#### Exercise requirements
Every record needs to be set down again without a single difference.

#### Recorded data
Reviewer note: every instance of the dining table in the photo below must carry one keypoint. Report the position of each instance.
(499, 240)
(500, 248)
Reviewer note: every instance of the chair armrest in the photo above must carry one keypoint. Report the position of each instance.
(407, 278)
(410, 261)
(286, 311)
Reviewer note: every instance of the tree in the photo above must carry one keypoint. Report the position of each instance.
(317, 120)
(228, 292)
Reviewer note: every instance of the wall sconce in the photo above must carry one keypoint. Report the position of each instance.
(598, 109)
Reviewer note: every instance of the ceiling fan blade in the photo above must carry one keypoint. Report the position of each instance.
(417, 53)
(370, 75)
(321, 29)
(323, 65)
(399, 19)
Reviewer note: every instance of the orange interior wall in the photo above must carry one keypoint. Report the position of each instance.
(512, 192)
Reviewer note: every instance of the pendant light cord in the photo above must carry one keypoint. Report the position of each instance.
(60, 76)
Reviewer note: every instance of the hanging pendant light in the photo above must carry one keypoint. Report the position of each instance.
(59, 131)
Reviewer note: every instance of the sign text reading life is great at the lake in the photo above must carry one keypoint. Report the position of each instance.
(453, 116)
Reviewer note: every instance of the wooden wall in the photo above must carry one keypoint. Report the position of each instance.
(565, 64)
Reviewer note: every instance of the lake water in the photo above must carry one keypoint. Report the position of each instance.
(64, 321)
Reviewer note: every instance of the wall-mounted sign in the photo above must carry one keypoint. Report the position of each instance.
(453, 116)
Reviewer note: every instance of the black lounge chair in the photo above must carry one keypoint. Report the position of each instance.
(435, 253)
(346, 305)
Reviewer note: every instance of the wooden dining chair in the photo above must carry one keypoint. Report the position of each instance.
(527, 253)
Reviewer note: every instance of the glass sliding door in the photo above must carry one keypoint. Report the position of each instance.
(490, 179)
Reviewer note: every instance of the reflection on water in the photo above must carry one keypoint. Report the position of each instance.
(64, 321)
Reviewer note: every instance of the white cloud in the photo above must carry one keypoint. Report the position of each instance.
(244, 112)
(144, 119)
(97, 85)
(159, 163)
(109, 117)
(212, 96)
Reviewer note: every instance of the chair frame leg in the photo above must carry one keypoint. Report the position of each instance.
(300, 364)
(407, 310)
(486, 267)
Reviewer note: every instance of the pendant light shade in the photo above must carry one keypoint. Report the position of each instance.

#### Reply to the task
Reviewer note: every instance of the dining table in the photo below must carry one keypoint. Report the position of each instance.
(499, 240)
(500, 248)
Reviewer note: every instance of the chair armrest in the photo above must carry one keypoint. Report the position of each instance.
(407, 278)
(410, 261)
(286, 311)
Reviewer note: every instance of the tree in the photo above must carry one keypoint. Report the position of each instance.
(317, 120)
(228, 292)
Reviewer note: every instance of the wall sconce in the photo above must carry one keypoint. Report the position of each instance.
(598, 109)
Reviewer note: every instance of the ceiling fan blade in the photo above must carry one keypoint. Report the position of each instance.
(417, 53)
(370, 75)
(321, 29)
(323, 65)
(399, 19)
Reviewer note: every instance of the orange interior wall in the photo above must carry one keypoint. Report the position of each instance.
(512, 192)
Reviewer note: every instance of the pendant light cord in the photo above must carry one keypoint. Report the position of each instance.
(60, 76)
Reviewer note: every instance of the hanging pendant light in the photo above must carry one keypoint. Report the position of each instance.
(59, 131)
Reviewer note: every instance of the sign text reading life is great at the lake in the photo above must carry one keypoint. Report the position of each instance.
(453, 116)
Reviewer note: every instance of the wooden wall in the photo above must carry one keypoint. Report the position of each instance.
(565, 64)
Reviewer note: every instance of the lake water in the photo above must carry one keypoint. Report the position of each instance.
(64, 321)
Reviewer note: every instance of the wall-mounted sign in the photo above must carry one keypoint. Report the position of each instance.
(453, 116)
Reviewer note: every instance of the black lounge chair in the photo above must carry one keypoint. Report the position of each instance.
(435, 253)
(346, 305)
Reviewer note: every instance of the wooden dining chair in the photo above must carry one keypoint. Report the position of each instance.
(527, 253)
Reviewer note: every instance of the glass sliding door in the photo above must carry one keypoint. Report the position of each instance.
(490, 179)
Reviewer note: every instance of the reflection on water in the photo above must carry one keypoint. Report the position of each instance.
(64, 321)
Reviewer note: every instance of the white cloud in the photo above must carry one keypoint. Report the position of each instance.
(244, 112)
(144, 119)
(97, 85)
(159, 163)
(109, 117)
(212, 96)
Reviewer note: every instance of the chair frame leg in the photo above must carry one keypoint. Report the position of each instance.
(300, 364)
(407, 310)
(486, 267)
Reviewer note: every instance of the pendant light shade in the photo above must carry one keypoint. Report the position of each instance.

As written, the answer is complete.